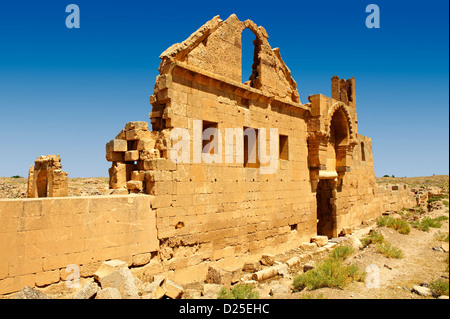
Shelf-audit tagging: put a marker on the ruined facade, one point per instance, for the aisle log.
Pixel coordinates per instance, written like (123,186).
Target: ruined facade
(178,217)
(324,181)
(46,178)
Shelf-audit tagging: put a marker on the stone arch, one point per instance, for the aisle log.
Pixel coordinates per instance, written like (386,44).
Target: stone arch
(254,80)
(340,114)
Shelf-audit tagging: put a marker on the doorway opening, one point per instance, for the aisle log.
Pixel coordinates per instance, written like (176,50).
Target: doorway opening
(325,208)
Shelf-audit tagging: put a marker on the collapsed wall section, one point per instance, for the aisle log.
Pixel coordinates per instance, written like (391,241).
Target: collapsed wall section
(40,238)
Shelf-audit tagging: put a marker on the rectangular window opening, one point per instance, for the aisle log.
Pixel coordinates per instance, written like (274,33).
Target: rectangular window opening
(251,158)
(284,147)
(210,145)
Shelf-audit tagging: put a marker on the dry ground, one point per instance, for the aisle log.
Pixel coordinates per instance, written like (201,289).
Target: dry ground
(423,261)
(420,264)
(17,187)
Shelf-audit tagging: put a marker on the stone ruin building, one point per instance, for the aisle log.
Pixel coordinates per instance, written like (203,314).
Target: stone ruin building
(46,178)
(325,168)
(178,218)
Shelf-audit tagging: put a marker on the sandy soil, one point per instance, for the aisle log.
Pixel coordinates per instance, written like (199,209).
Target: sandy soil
(17,187)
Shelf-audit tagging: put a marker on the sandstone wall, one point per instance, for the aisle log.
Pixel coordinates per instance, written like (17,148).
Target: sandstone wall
(361,199)
(227,207)
(39,238)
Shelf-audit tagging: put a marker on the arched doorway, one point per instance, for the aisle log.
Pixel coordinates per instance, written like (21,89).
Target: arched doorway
(42,183)
(337,146)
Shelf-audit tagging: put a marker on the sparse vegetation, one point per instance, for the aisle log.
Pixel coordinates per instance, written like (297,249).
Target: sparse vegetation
(373,237)
(399,225)
(389,251)
(434,199)
(426,223)
(341,253)
(440,236)
(439,288)
(329,273)
(238,292)
(311,296)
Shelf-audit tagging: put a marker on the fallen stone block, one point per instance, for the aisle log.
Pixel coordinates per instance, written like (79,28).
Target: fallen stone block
(267,260)
(123,280)
(320,240)
(88,291)
(293,261)
(354,242)
(30,293)
(308,246)
(191,294)
(282,269)
(265,273)
(108,267)
(308,266)
(422,291)
(108,293)
(251,266)
(172,289)
(219,276)
(279,289)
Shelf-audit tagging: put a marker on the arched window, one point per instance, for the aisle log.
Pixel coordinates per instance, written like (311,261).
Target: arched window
(248,54)
(363,152)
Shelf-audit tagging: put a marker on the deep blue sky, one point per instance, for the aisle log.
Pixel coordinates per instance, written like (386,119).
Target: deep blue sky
(69,91)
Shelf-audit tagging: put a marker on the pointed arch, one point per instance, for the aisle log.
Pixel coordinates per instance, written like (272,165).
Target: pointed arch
(340,119)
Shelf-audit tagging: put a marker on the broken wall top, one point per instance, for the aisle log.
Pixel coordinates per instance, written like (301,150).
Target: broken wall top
(216,48)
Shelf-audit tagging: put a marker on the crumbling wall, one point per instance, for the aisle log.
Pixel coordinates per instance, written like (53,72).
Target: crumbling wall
(47,179)
(40,238)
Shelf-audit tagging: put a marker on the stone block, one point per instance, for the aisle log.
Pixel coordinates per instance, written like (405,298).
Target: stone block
(30,293)
(116,146)
(135,185)
(136,134)
(109,267)
(146,144)
(88,291)
(320,240)
(123,280)
(108,293)
(172,289)
(131,156)
(267,260)
(136,125)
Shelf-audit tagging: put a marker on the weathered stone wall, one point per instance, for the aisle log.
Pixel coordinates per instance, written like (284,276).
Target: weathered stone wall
(39,238)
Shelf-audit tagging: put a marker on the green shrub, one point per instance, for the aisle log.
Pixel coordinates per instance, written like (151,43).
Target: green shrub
(398,224)
(373,237)
(341,252)
(440,236)
(311,296)
(389,251)
(434,199)
(329,273)
(426,223)
(238,292)
(439,288)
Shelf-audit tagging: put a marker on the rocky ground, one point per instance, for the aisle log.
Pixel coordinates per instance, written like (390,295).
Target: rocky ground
(425,260)
(11,187)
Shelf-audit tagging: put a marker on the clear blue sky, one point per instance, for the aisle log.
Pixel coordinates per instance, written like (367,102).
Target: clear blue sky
(69,91)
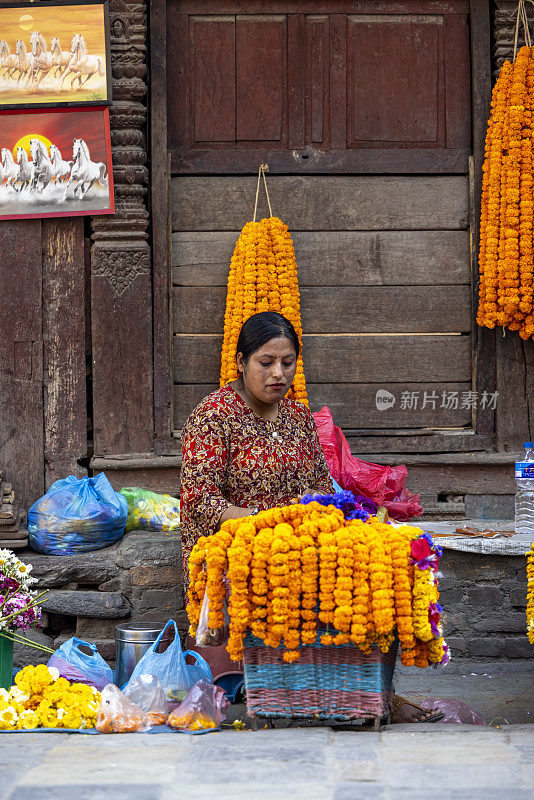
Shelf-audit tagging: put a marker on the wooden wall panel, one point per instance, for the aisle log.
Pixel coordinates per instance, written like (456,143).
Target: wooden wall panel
(364,359)
(121,322)
(213,79)
(395,80)
(369,309)
(317,203)
(65,399)
(261,78)
(314,79)
(340,258)
(317,79)
(354,405)
(21,358)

■ Instructions to follow
Reproduce the entire listing, substituting "audit sheet" for each occurrence of "aisle log" and leaving everything else unchanged. Omit the pictures.

■ Solution to the exercise
Shelf-audit tagging: put a marker on the ruined facade, one point per instance, for the audit sheet.
Pixel coordinates per instance, written like (123,186).
Target: ruined facade
(178,217)
(324,181)
(46,178)
Shelf-audit tagging: put a marker on the stone arch, one point per instance, for the audit sheet.
Pixel coordinates per instance, written like (386,44).
Target: stone arch
(254,80)
(340,114)
Shelf-audit tagging: put a marker on the doorway opening, one point per instance, for the audit sheet.
Pixel coordinates per instance, written like (176,50).
Target: doorway opening
(325,208)
Shelf-audit tagging: put a marker on the collapsed wall section, one point per instance, for the audit sheet.
Pixel coordinates per instance, written like (391,241).
Target: collapsed wall section
(40,238)
Shelf-audit tagging: put a marker on the rectangular window opening, one point per instance, for the audit sheet.
Pixel coordinates per instance, written like (274,33).
Target: rectangular window opening
(251,158)
(284,147)
(210,145)
Shelf-audit tagging: put a marker on the dry ground, one point per instance, for the audit sheet.
Pixel coordinates per instance, written like (201,289).
Target: dry ground
(423,261)
(420,264)
(17,187)
Shelf-audit tagging: put a marker on the stone ruin building, one point per instance, for the audit sheet.
Pixel coordinates per instance, written like (203,314).
Target: stone ruin building
(46,178)
(325,168)
(178,218)
Shelf-audit tagging: put a marker on the sandy soil, one point per instance, for the audit sheet.
Pixel coordinates per instance, written like (199,209).
Target: sandy soil
(17,187)
Shelf-audit tagging: put a marker on the sandstone wall, one point per instance, for the audit sheet.
Pixel coordinates per instance, written like (17,148).
Target: sandstone wall
(361,199)
(227,207)
(39,238)
Shelf-audit tagging: put a marker on the arched doorway, one point per instance, for the audit sheet.
Pixel coordinates per instance, written like (21,89).
Target: arched doorway
(42,183)
(337,146)
Shelf-audit tagging: put a marker on the sparse vegetation, one point per instance, for the audit sheet.
Pixel coordinates per instance, written like (297,249).
Target: sparse vegetation
(373,237)
(399,225)
(389,251)
(434,199)
(426,223)
(341,253)
(440,236)
(439,288)
(329,273)
(238,292)
(311,296)
Shelf-audit tagging: put a marker on the fallen stone block, one point per instance, for the audit sheet.
Pixel coordinates per instance, written like (79,28).
Target: fallen stone block
(267,260)
(123,280)
(320,240)
(88,291)
(293,261)
(354,242)
(30,293)
(308,246)
(191,294)
(282,269)
(265,273)
(108,267)
(308,266)
(422,291)
(108,293)
(251,266)
(172,289)
(219,276)
(279,289)
Shelf-audit tagging: put a marker on the arched window, one point per instance, for the audit sheet.
Pixel coordinates per instance, written like (311,261).
Target: arched window
(248,54)
(363,152)
Shelf-audit tagging: put a marker on the deep blue sky, one point per instance, for the audit sheet.
Pixel coordinates per instance, written like (386,119).
Target: deep blue sky
(69,91)
Shelf-audit tagging: put a marker on the pointed arch, one point per instance, for the audit sheet.
Pixel coordinates per instance, written like (272,165).
Target: pointed arch
(340,119)
Shelf-audit tagging: put a marker on the broken wall top, one point per instance, for the audit sheet.
Pixel coordinates per instance, written like (301,150).
Target: broken wall top
(216,48)
Shelf-audit tagging: put a marker on the crumbling wall, one point per instance, for the audit sheet.
Pixel coordinates per instance, written like (53,72).
Target: crumbling wall
(47,179)
(40,238)
Shelf-audit tagging: put a marker on the stone block, one point per instance, for the audit sheet.
Pixel coordinates per instance, written like (405,298).
Target: stone block
(30,293)
(116,146)
(135,185)
(136,134)
(109,267)
(146,144)
(88,291)
(320,240)
(123,280)
(108,293)
(172,289)
(131,156)
(267,260)
(136,125)
Shelf-audit tagging: put a marker on the weathered stone wall, one point per instance, for the audit sheet.
Pixel coordinates per instance, written like (284,276).
Target: weathered stone wall
(39,238)
Shelf-audit tagging: put a marker on the green shrub, one point per instance, for the audit sheet.
Pixel coordinates per instance, written like (151,43).
Target: green shrub
(398,224)
(373,237)
(341,252)
(440,236)
(311,296)
(389,251)
(434,199)
(329,273)
(426,223)
(238,292)
(439,288)
Shelf-audit tagging: put a marker on the rocky ground, one point per instance, for the audit sheet.
Pixel coordinates per instance, written like (390,295).
Target: rocky ground
(425,260)
(11,187)
Shelf-audit tagging: put a marker on the clear blue sky, one point per instance, for the audit sheet.
Pixel coordinates per instance, written like (367,102).
Target: clear blue sky
(69,91)
Shelf-audit tagging: put a marker on the wooden wall panel, one point per instance, for the audit sheet.
Pixel coordinates per instance, written like (456,143).
Target: wooden wall panel
(364,359)
(121,322)
(213,79)
(395,80)
(369,309)
(317,203)
(65,399)
(261,78)
(314,79)
(340,258)
(317,79)
(354,405)
(21,358)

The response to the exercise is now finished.